■ **Text**

========

Chiltern Railways' Evergreen project required major civil engineering at Gerrards Cross

A part of Guy Gorton's website

Compared to Neasden and Northolt, the work was relatively small scale in railway engineering terms.  This page attempts to describe in pictures and limited text the work that was carried out.

This collage presents some 23 years of change, but the track layout was changing before 1988, as is obvious from the first picture.  The transition between 1988 and 2005 was accomplished in several stages, most of which do not need to concern us here, but the end result is now incorporated in the new faster and more flexible layout.


So let us look at what controlled the background to Evergreen, and consider why the layout was in the shape it was prior to Evergreen.


This layout to the west of Gerrards Cross, seen in 1988, was the economy version of the long-standing layout.  All the points had been removed, through lines that were once the fast route to Birmingham and on to Birkenhead are out of use.  The original sidings, and even a cattle dock, have gone.  There is no crossover.  The signal box was switched out at weekends and would soon be gone in the Total Route Modernisation when colour light signals controlled from Marylebone were installed - one signal at the end of the down platform, replaced the two down semaphores seen here.  The up semaphore went.
But this was nevertheless a busy commuter station and car parking space was in short supply.  The solution was to connect the up line at the top of the picture to the down through line, and construct a new platform where the up main line is here.  I do not know whether using the two through lines as platform roads was considered, but the footbridge stanchions would have been a problem, and less new car park space would have been created.
A note on nomenclature - official railway documents refer to the line as having a north-south axis.  Through the station the track is almost exactly south-east to north-west but for convenience those of us who live there think of it as being an east to west line.  That is the convention I have used here.  

We will now fast-forward to 2005.

========

■ **Information shown**
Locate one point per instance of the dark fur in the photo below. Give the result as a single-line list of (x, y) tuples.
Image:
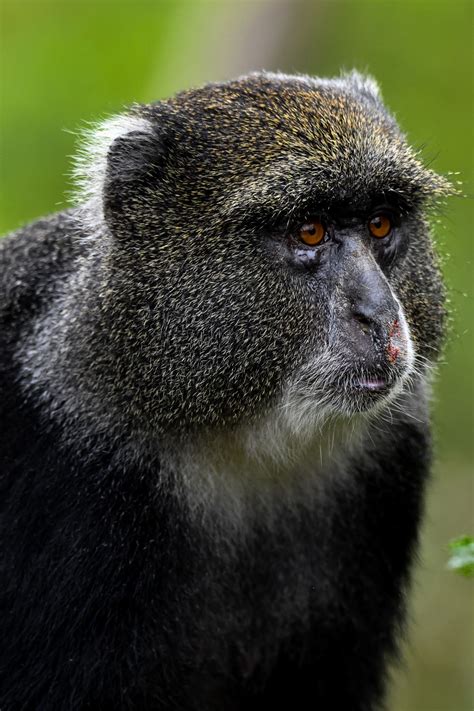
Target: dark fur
[(115, 594)]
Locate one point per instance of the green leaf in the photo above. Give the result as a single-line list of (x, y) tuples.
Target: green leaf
[(462, 555)]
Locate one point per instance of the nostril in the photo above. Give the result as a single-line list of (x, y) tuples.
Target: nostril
[(363, 319)]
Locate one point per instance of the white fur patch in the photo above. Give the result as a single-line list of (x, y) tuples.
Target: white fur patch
[(90, 167)]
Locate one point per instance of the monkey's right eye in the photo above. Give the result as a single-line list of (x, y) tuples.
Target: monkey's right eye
[(312, 233)]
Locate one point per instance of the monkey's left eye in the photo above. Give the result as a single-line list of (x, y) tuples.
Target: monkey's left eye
[(312, 233), (380, 225)]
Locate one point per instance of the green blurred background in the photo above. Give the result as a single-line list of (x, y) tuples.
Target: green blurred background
[(65, 62)]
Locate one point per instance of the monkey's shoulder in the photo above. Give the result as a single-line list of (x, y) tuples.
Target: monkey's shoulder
[(33, 259)]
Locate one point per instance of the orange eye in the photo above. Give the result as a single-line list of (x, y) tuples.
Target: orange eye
[(312, 233), (380, 225)]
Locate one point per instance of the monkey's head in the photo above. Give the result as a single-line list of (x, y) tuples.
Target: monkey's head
[(266, 247)]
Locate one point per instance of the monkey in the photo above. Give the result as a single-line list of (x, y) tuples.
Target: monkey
[(215, 373)]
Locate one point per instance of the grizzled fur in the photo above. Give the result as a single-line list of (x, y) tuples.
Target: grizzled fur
[(198, 511)]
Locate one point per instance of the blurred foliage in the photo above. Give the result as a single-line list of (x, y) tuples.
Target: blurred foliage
[(462, 556), (64, 62)]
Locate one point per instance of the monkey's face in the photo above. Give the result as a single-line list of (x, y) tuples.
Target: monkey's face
[(279, 235)]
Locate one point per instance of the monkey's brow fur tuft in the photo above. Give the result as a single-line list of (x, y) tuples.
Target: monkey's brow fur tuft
[(214, 406)]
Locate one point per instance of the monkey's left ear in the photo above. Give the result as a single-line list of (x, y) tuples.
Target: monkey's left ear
[(118, 164)]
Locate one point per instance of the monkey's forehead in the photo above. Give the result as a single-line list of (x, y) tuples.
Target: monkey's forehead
[(279, 134)]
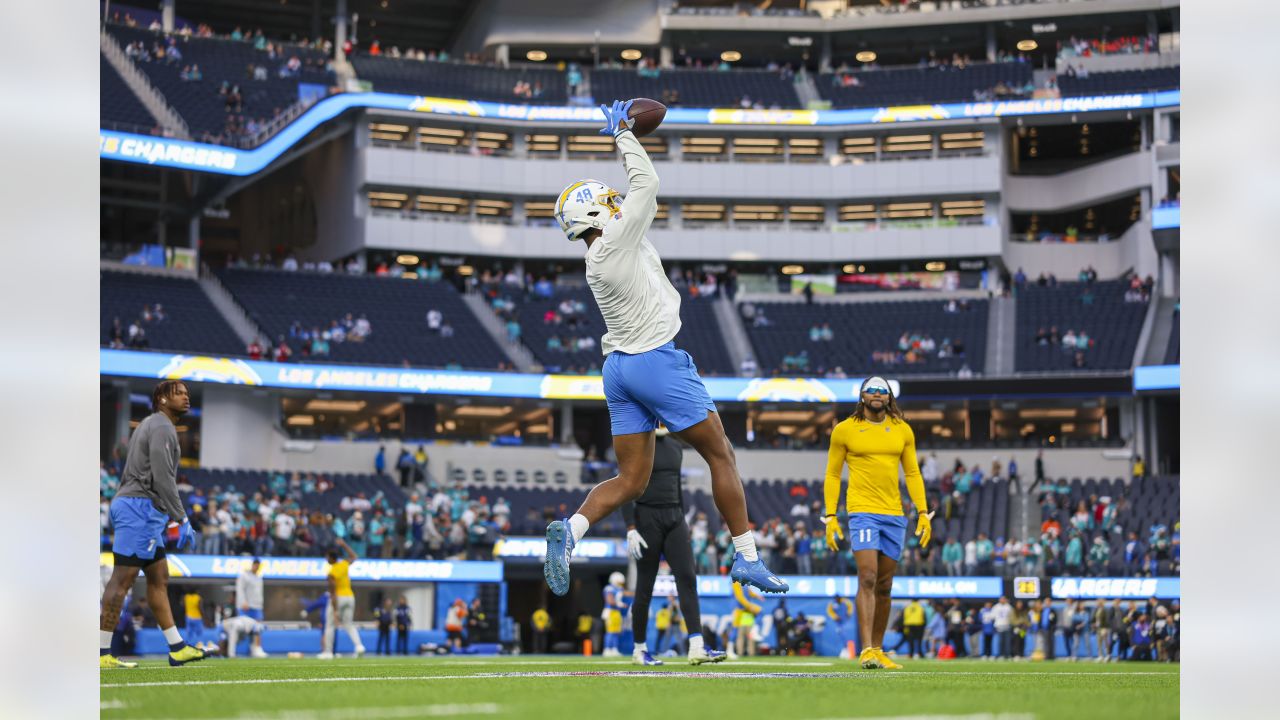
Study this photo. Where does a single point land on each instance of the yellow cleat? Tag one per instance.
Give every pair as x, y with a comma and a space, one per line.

========

■ **Objective 1**
In the Gerrards Cross railway text, what replaced the two down semaphores when the colour light signals were installed?
■ **Objective 2**
Pull out the passage of the Gerrards Cross railway text that begins at the words "This collage presents" and stops after the words "prior to Evergreen.".
The listing has no connection to the Gerrards Cross railway text.

■ **Written response 1**
One signal at the end of the down platform replaced them.

■ **Written response 2**
This collage presents some 23 years of change, but the track layout was changing before 1988, as is obvious from the first picture.  The transition between 1988 and 2005 was accomplished in several stages, most of which do not need to concern us here, but the end result is now incorporated in the new faster and more flexible layout.


So let us look at what controlled the background to Evergreen, and consider why the layout was in the shape it was prior to Evergreen.